=== Exercise brief ===
Which lines in the rows below contain the word "bison"? Return each of those lines in full.

+ + + + + + +

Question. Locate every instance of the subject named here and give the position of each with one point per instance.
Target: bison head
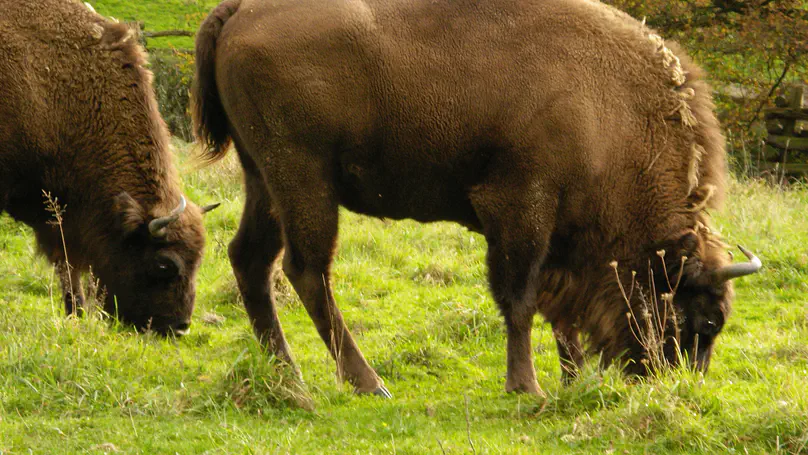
(700, 301)
(149, 274)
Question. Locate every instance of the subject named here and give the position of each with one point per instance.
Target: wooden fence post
(787, 125)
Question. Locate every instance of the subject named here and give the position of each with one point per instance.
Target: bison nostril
(181, 328)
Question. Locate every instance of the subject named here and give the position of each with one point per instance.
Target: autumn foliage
(750, 48)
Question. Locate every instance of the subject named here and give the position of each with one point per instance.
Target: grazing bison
(78, 120)
(566, 132)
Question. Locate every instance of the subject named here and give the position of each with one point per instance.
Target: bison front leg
(517, 221)
(308, 211)
(253, 253)
(72, 292)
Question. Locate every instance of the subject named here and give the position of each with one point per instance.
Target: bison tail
(210, 119)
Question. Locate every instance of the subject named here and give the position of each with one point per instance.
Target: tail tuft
(210, 119)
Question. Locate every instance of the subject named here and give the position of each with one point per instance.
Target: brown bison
(566, 132)
(78, 120)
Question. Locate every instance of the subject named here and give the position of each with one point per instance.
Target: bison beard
(566, 132)
(78, 120)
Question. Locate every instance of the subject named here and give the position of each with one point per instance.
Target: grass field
(416, 299)
(159, 15)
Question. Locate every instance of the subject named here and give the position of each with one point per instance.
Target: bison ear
(131, 214)
(688, 244)
(116, 35)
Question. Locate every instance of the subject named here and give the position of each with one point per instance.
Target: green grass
(416, 299)
(159, 15)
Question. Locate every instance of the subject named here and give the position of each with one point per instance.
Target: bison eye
(165, 267)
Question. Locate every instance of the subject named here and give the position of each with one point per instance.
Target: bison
(570, 135)
(79, 121)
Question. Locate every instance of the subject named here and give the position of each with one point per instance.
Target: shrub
(173, 74)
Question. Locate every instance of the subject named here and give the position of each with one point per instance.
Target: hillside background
(416, 298)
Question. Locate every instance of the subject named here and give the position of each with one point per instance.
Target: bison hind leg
(518, 221)
(72, 292)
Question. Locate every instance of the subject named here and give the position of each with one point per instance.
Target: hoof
(380, 392)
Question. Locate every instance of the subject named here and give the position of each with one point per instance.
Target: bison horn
(157, 226)
(738, 270)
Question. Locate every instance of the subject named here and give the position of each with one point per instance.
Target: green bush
(173, 74)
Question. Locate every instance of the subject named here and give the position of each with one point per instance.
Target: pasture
(416, 299)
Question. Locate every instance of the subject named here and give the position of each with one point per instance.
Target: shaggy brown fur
(565, 131)
(78, 119)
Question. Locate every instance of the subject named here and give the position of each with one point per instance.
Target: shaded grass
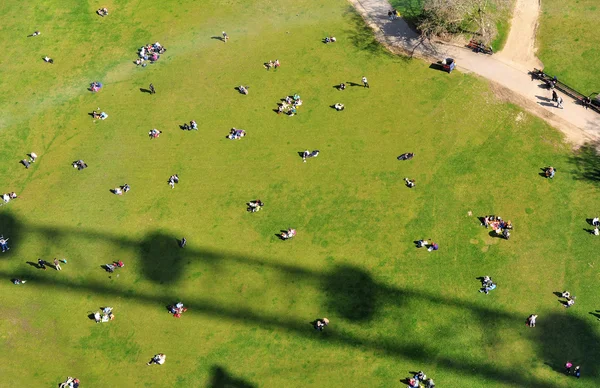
(567, 43)
(251, 296)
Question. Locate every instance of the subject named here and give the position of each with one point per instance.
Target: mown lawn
(251, 297)
(567, 41)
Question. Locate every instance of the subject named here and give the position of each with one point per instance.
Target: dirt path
(519, 50)
(507, 71)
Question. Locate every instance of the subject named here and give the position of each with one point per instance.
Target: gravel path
(507, 70)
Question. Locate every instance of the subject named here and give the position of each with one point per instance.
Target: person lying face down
(406, 156)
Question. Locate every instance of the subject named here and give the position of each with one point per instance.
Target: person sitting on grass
(570, 302)
(531, 320)
(158, 359)
(235, 134)
(321, 323)
(154, 133)
(70, 382)
(79, 164)
(288, 234)
(308, 155)
(406, 156)
(487, 285)
(177, 309)
(4, 244)
(549, 172)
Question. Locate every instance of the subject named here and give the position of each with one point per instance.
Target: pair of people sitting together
(256, 205)
(6, 197)
(307, 155)
(154, 133)
(431, 246)
(121, 189)
(189, 127)
(115, 264)
(487, 285)
(95, 86)
(275, 64)
(71, 382)
(99, 115)
(105, 316)
(286, 235)
(79, 164)
(235, 134)
(406, 156)
(158, 359)
(177, 309)
(172, 180)
(320, 323)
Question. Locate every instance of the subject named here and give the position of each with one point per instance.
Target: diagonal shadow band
(355, 297)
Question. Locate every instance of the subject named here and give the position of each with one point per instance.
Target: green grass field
(251, 297)
(567, 42)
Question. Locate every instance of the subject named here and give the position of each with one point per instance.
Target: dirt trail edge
(507, 71)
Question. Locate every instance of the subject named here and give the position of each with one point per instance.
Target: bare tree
(447, 17)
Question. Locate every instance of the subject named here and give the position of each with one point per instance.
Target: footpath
(507, 70)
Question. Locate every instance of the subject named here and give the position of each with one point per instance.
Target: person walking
(568, 366)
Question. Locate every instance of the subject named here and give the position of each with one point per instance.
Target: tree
(447, 17)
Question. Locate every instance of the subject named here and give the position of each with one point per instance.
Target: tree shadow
(350, 292)
(586, 162)
(220, 378)
(162, 259)
(564, 337)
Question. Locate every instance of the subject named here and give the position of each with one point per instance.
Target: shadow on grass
(586, 161)
(350, 292)
(220, 378)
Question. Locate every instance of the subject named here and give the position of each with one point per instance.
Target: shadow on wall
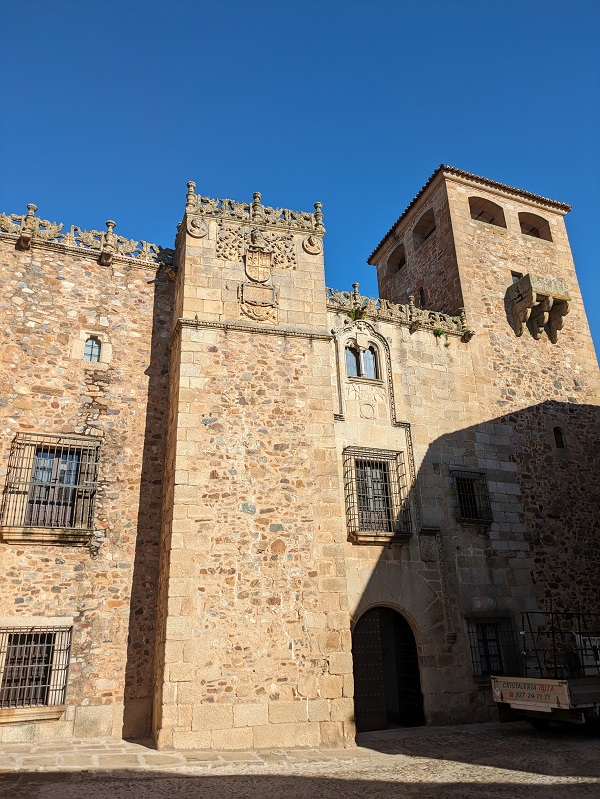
(524, 535)
(137, 715)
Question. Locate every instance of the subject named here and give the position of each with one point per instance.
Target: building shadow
(137, 713)
(398, 784)
(530, 541)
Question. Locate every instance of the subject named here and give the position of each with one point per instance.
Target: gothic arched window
(362, 363)
(91, 351)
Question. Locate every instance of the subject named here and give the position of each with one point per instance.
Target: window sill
(468, 522)
(45, 535)
(371, 380)
(15, 715)
(365, 537)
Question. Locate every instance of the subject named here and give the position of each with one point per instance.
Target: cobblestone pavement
(489, 761)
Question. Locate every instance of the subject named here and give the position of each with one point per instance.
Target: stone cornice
(240, 327)
(26, 230)
(254, 213)
(358, 307)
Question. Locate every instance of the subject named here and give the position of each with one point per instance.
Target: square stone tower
(254, 639)
(502, 254)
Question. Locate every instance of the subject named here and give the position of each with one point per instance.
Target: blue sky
(108, 108)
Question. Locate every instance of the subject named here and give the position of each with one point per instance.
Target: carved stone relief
(312, 245)
(234, 241)
(196, 226)
(540, 303)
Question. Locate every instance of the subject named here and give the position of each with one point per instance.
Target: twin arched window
(362, 363)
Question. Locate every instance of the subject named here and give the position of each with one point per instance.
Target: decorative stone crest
(540, 303)
(27, 229)
(234, 241)
(312, 245)
(196, 226)
(258, 258)
(258, 302)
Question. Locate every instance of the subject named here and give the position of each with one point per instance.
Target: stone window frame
(482, 207)
(18, 700)
(473, 505)
(488, 651)
(424, 228)
(106, 349)
(527, 219)
(390, 523)
(56, 494)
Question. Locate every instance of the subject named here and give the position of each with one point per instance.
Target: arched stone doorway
(387, 688)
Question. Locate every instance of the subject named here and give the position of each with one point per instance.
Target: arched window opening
(92, 349)
(424, 228)
(362, 363)
(397, 259)
(352, 362)
(535, 226)
(487, 211)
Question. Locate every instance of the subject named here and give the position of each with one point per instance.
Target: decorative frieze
(106, 244)
(359, 307)
(540, 303)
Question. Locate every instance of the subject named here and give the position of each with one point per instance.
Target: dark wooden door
(369, 687)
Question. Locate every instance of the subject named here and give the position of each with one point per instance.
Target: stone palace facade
(242, 510)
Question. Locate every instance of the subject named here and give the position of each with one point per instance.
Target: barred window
(493, 647)
(362, 363)
(473, 497)
(34, 664)
(376, 491)
(91, 351)
(51, 483)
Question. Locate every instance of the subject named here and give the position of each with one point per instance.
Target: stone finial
(319, 218)
(109, 244)
(256, 209)
(29, 227)
(190, 197)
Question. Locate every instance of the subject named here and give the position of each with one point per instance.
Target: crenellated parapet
(106, 245)
(359, 307)
(253, 213)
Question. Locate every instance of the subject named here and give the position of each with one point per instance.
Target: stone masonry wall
(430, 266)
(49, 297)
(256, 628)
(536, 386)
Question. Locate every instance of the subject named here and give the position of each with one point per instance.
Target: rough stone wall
(256, 628)
(430, 266)
(49, 297)
(436, 581)
(538, 385)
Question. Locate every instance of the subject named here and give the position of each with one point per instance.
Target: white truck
(560, 672)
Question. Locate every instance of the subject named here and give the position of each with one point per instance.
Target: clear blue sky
(108, 108)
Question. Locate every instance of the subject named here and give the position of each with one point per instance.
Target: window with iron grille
(362, 363)
(473, 497)
(493, 647)
(91, 351)
(34, 665)
(377, 505)
(51, 483)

+ + + + + + +

=== Problem solution ===
Target: bison head
Target: bison nostril
Target: grazing bison
Target: bison front leg
Target: bison tail
Target: brown bison
Target: bison beard
Target: bison ear
Target: bison eye
Target: bison
Target: bison hind leg
Target: bison horn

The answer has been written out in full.